- **Exercise passage**
--- START ---

Remember, if you suspect any pelvic floor or core dysfunctions or have any concerns, consult with a healthcare professional such as a pelvic floor physical therapist or your OBGYN who can help diagnose the specific condition and guide you towards appropriate treatment options. including pelvic floor exercises, lifestyle modifications, or, in some cases, surgical intervention.


3 Moves for Strengthening the Pelvic Floor

1. Pelvic floor contractions:

Start in a seated or supine position with your ribs stacked over your hips and your belly soft and relaxed. Relax your glutes, inner thighs, and shoulders. Inhale diaphragmatically feeling your ribcage expand out in 365 degrees. As you exhale, draw the 4 corners of your pelvic floor (pubic bone, tailbone, and two sits bones) inward as if you’re trying to pick up a marble with your pelvic floor, and then lift upward toward your heart. Think of it like grabbing the marble and lifting it up. Then as you next inhale, lower the marble back down and let it go. Repeat with your breath. Another way to think of this is as if you’re trying to stop the flow of urine and gas at the same time as you exhale. Then relax as you inhale.

--- END ---

- **Work to complete**
(A) In the pelvic floor passage, which four points are named as the corners of the pelvic floor?
(B) Decide whether each statement agrees with the pelvic floor passage, answering yes or no and quoting the words that settle it: (i) The first move may be started while standing. (ii) The glutes should be kept relaxed during the contractions. (iii) The pelvic floor is drawn inward while inhaling.
(C) Write the next part of the pelvic floor passage, starting after its final sentence.
The stored data after this point is separate material and has nothing to do with the pelvic floor passage.

- **Stored data**
--- START ---

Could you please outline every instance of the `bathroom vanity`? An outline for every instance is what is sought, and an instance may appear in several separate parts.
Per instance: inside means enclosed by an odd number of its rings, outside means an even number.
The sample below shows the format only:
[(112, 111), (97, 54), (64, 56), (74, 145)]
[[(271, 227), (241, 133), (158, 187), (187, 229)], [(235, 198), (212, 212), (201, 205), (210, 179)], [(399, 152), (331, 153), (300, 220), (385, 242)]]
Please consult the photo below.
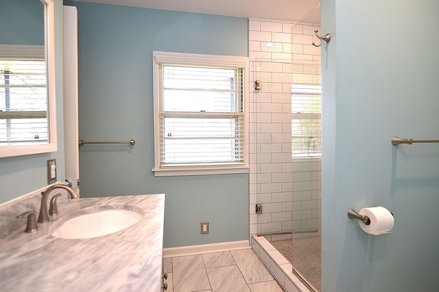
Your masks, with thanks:
[[(64, 239), (53, 233), (63, 216), (97, 206), (134, 209), (139, 222), (125, 229), (91, 238)], [(162, 278), (165, 195), (123, 196), (67, 200), (59, 216), (0, 239), (1, 291), (160, 291)], [(19, 215), (19, 214), (16, 214)], [(38, 214), (36, 214), (38, 215)]]

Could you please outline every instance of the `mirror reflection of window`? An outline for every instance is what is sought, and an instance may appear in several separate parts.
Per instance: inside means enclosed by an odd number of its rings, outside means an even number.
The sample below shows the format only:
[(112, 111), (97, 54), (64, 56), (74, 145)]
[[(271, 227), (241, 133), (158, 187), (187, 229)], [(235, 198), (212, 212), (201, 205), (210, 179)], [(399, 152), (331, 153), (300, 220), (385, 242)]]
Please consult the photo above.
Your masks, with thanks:
[(54, 16), (53, 0), (0, 1), (0, 157), (58, 148)]
[(47, 142), (44, 57), (0, 59), (0, 146)]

--- END ---

- **Answers to the tasks**
(A) The pubic bone, the tailbone, and the two sits bones.

(B)
(i) No: "Start in a seated or supine position"
(ii) Yes: "Relax your glutes, inner thighs, and shoulders."
(iii) No: "As you exhale, draw the 4 corners of your pelvic floor (pubic bone, tailbone, and two sits bones) inward"

(C)
2. Bridge pose:

This exercise is great because it targets the glutes, deep core, and pelvic floor muscles all at once! Start by lying on your back with your knees bent and feet flat on the floor, hip-width apart. Exhale and engage your pelvic floor, lifting your hips off the ground. Imagine you are trying to create a straight line from your knees to your shoulders and avoid arching your back. Inhale and relax as you lower back down. Yu can also squeeze a yoga block, firm pillow or Plates ball between your thighs as you raise your hips too.


3. Squats:

You may not typically think of squats when it comes to pelvic floor exercises but the truth is, our bodies are made with lots of moving parts designed to work together in order to function at their best. You pelvic floor needs to be able to respond to a wide variety of movements and actions. Which is why training your pelvic floor during bigger movements and not just doing isolated keels is key!


Stand with your feet shoulder-width apart. Inhale and hinge from your hips, lowering yourself down Ito a squat as if you’re trying to sit down onto a bench or chair. Keep your weight in the middle of your feet (don’t grip with your toes), chest up and spine neutral. At the bottom of your squat, exhale and draw your pelvic floor in and up as you rise back up to standing. Repeat for 10-15 reps.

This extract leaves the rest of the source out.